Beaucoup pensent que ces
bases qu’il évoque sont infondées et de plus qu’elles sont inconnaissables ;
elles ne seraient pas « structurellement » identifiables, ni même
réductibles micro-structurellement : pis, si elles sont « multiplement » réalisées par
des dispositions contraires, elles ne sont plus du tout pertinentes. En dépit
de toutes ces oppositions et quoique les dispositions fassent effectivement
varier beaucoup cette même relation causale (donc entre la provocation de tel stimulus
et la manifestation d’un effet) —, Armstrong
trouve impensable d’assimiler une qualité (catégorique) et un pouvoir. Il
est resté sur ce point inflexible, craignant que les lois ne deviennent
épiphénoménales et qu’un irréalisme des « purs » possibles
n’envahisse le champ de l’ontologie.
Les dispositions ne sont jamais over and
above les propriétés catégoriques qu’un objet est supposé avoir. On
comprend que dès l’instant où celles-ci (les dispositions) ne sont plus conçues
« avec » leur catégoricité, tout change évidemment. On se retrouve
face à l’objection que faisait G. Ryle : les dispositions ne sont rien qu’une
manière de manipuler les conditionnels et Goodman (à la suite de Quine) n’a
jamais pensé différemment.

CONSIGNE
Pourriez-vous poursuivre le texte sur les dispositions à partir de sa dernière phrase ? Les données n'ont aucun rapport avec le texte sur les dispositions.

DONNÉES FOURNIES
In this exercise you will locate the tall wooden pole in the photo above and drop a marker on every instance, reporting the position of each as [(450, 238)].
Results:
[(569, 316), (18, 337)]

RÉSULTAT FINAL
C’est pourtant ce qui explique les critiques appuyées de Bird contre Armstrong
dans les essais qui suivent (Alexander Bird lui reproche un monde privé d’aucun
dynamisme et son « actualisme » métaphysique) ; et c’est aussi
ce qui motive le refus de toute forme d’essentialisme, chez Mumford en
particulier, bien que de façon plus nuancée. Si nous n’avions que des
essences, nous n’avons plus d’états de choses particuliers instanciant des
universaux de second ordre.
Le débat n’est pas clos,
loin s’en faut ; il a changé de nature, et nous n’offrons qu’une manière
seulement de le présenter. Il serait présomptueux pour nous d’anticiper à la
place du lecteur, et à l’endroit de ce que sont des lois ceteris paribus (qui admettent des exceptions), pour déclarer ce
qu’il faut en retenir en dernière instance. Ce que nous pouvons assurer est que
les énoncés de lois ont besoin que, dans le monde, il y ait des vérifacteurs
pour les soutenir, quels qu’ils soient. Sans quoi ce ne sont plus que des
intermittences ou des interpolations que nous observerions. D’autres
métaphysiciens reprochent à Alexander Bird, par exemple, de se servir ici du
conditionnel matériel pour comprendre les dispositions par le biais de la
stimulation et de la réponse. E. J. Lowe y voit une erreur de catégorie ;
mais Bird lui répond par sa problématique des antidotes, qui renouvelle le
statut des contrefactuels.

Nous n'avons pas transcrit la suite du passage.